__Aim__:
Collect every line in the records below that contains the word "wooden" and copy each one out.

:: The input ::

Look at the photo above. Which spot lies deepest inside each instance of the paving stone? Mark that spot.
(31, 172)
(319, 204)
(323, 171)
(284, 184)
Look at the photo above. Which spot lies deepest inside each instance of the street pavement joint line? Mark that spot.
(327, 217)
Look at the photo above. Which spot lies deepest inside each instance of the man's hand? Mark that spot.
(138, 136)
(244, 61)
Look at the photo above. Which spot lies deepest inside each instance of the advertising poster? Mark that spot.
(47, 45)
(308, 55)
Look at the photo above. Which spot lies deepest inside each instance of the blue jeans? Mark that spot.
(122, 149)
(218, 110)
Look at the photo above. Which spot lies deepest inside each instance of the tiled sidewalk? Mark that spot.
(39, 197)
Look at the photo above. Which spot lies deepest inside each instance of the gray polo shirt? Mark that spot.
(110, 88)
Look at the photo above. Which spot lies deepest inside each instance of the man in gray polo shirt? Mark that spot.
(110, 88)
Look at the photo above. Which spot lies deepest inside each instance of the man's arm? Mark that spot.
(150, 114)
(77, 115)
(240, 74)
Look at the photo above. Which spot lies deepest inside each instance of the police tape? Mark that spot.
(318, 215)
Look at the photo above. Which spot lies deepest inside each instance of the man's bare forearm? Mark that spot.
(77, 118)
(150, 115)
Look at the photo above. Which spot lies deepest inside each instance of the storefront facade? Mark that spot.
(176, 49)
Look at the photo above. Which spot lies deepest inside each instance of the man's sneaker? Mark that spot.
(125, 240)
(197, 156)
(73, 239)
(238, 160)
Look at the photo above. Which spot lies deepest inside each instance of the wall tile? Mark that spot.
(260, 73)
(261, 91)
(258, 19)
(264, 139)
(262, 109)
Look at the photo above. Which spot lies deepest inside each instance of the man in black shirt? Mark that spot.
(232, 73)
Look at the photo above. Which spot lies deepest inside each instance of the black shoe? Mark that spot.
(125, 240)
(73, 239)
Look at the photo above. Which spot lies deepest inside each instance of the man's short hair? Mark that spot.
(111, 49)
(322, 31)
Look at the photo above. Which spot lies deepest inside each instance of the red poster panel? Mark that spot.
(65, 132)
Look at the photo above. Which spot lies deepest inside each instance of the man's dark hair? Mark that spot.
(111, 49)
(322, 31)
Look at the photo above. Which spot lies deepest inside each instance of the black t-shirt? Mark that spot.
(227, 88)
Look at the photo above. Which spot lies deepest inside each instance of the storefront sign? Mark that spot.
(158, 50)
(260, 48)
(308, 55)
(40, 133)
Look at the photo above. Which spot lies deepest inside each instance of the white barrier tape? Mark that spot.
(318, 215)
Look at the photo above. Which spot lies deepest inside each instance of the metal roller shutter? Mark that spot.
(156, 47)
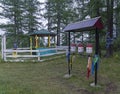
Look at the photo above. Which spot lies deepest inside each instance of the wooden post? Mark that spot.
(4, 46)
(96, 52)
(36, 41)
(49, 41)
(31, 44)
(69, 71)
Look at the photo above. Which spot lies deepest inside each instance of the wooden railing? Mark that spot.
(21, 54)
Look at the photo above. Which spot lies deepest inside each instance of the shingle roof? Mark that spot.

:::
:: The input ::

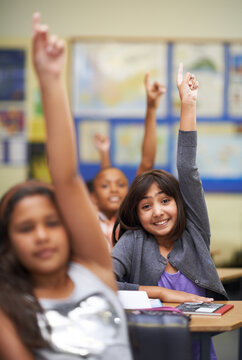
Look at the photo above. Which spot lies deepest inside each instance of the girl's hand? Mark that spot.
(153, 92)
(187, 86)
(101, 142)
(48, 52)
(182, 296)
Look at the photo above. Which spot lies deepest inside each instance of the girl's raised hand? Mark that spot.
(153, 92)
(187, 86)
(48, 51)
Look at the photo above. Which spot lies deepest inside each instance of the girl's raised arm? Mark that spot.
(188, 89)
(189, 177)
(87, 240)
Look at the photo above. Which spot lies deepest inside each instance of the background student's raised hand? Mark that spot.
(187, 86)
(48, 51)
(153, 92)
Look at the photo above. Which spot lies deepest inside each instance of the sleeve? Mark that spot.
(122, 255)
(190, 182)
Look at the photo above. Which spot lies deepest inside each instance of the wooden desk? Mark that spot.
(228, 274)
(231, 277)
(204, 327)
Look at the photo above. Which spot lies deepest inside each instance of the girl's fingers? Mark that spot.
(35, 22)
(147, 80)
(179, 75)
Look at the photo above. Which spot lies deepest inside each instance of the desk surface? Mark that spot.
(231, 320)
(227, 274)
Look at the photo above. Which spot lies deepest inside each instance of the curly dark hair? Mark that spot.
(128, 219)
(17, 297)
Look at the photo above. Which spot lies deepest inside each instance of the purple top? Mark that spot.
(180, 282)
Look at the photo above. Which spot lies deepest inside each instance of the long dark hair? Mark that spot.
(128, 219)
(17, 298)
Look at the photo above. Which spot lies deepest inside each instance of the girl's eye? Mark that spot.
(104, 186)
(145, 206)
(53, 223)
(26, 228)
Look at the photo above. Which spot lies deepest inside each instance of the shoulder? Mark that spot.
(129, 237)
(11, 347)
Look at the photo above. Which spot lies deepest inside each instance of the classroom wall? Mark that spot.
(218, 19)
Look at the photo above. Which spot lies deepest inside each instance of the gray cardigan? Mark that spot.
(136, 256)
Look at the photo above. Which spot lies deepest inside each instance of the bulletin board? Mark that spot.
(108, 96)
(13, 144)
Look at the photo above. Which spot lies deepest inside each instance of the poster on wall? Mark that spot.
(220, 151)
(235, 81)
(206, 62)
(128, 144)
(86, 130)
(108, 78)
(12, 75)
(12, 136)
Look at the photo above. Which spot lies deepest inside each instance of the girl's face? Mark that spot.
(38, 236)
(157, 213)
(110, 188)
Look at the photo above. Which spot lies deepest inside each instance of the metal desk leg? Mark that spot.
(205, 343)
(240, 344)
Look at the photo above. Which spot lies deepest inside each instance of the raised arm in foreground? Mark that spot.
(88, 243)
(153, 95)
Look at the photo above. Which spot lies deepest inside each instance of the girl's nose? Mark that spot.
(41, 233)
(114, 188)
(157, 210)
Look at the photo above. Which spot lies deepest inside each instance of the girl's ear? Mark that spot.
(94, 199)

:::
:: The input ::

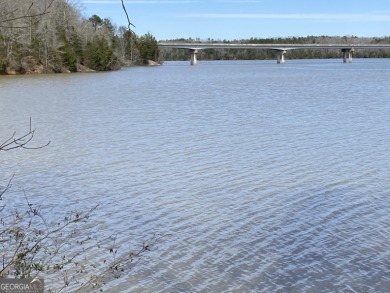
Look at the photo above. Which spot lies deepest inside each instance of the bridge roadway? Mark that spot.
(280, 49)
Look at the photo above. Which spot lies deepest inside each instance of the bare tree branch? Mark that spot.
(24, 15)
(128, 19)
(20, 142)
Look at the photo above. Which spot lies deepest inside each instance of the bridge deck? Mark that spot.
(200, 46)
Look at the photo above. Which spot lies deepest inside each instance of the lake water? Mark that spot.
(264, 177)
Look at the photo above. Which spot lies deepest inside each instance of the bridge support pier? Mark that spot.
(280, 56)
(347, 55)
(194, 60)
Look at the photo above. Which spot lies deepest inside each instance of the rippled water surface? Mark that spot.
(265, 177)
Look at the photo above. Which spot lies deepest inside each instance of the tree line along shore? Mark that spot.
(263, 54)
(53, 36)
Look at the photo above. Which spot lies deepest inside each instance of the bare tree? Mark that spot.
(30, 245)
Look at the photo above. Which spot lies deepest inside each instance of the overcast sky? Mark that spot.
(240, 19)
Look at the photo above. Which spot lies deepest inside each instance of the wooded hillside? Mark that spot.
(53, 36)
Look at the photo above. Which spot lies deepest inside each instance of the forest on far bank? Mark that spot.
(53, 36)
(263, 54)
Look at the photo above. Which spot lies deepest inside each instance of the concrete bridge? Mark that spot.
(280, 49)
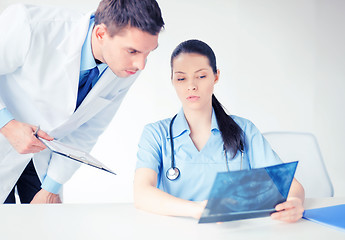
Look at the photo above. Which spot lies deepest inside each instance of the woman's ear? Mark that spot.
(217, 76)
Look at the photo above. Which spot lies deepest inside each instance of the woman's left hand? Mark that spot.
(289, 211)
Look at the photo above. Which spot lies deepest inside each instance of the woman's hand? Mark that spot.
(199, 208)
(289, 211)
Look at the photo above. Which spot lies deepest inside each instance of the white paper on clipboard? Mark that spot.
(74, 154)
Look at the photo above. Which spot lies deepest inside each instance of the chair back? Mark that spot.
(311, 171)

:::

__Reply to the exercise__:
Look at the photo above. Which spot lies deepest inside each instance of the wooden post? Mark that spot.
Look at the photo above. Which spot lies deepest inside each instance of the wooden railing? Mark that spot.
Look at the photo above. Which spot lies deepest inside each instance of the wooden desk? Mark that spot.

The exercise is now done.